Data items
▽
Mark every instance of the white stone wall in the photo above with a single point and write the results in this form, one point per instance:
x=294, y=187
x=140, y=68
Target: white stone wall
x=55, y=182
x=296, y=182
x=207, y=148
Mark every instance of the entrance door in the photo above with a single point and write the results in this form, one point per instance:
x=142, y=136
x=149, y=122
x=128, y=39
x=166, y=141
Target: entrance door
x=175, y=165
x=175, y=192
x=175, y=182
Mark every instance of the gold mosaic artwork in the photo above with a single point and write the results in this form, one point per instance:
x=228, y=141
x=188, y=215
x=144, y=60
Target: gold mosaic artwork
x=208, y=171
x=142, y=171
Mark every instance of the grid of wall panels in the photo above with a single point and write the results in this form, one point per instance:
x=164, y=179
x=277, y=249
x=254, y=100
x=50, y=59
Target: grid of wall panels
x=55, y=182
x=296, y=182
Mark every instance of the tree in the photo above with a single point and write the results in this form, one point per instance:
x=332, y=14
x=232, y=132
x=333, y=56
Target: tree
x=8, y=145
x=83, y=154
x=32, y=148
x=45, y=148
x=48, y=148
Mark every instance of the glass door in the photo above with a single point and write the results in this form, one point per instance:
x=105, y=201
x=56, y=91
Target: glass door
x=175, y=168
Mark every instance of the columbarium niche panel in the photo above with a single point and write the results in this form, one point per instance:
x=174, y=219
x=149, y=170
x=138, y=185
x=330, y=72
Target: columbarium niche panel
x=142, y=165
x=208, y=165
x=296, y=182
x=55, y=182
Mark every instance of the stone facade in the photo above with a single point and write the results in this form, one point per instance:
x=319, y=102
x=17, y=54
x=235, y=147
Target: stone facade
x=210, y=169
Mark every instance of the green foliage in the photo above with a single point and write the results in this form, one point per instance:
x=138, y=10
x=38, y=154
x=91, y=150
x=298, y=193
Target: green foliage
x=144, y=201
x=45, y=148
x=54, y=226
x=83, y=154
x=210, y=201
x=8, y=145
△
Your instructions
Of the entries above, repeat exactly the lines between the line with "Mark every instance of the tree" and the line with "Mark every instance of the stone", inclusive, and no others.

Solution
Mark every instance of the tree in the photo above with a single point and write the results in this form, one point per instance:
x=332, y=14
x=232, y=132
x=333, y=56
Target: tree
x=8, y=145
x=83, y=154
x=32, y=148
x=45, y=148
x=48, y=148
Mark every instance of the glass door in the photo above with a single point and write the results in this form, one point per instance:
x=105, y=201
x=56, y=91
Target: glass door
x=175, y=168
Mark every instance of the columbarium niche panel in the photo above with a single point and write the results in this form, one point per instance:
x=174, y=219
x=149, y=170
x=138, y=185
x=330, y=72
Target: columbarium niche panel
x=142, y=165
x=208, y=165
x=296, y=182
x=55, y=182
Mark every instance of the stone facade in the photo above with a single point and write the results in this form, one point per instance:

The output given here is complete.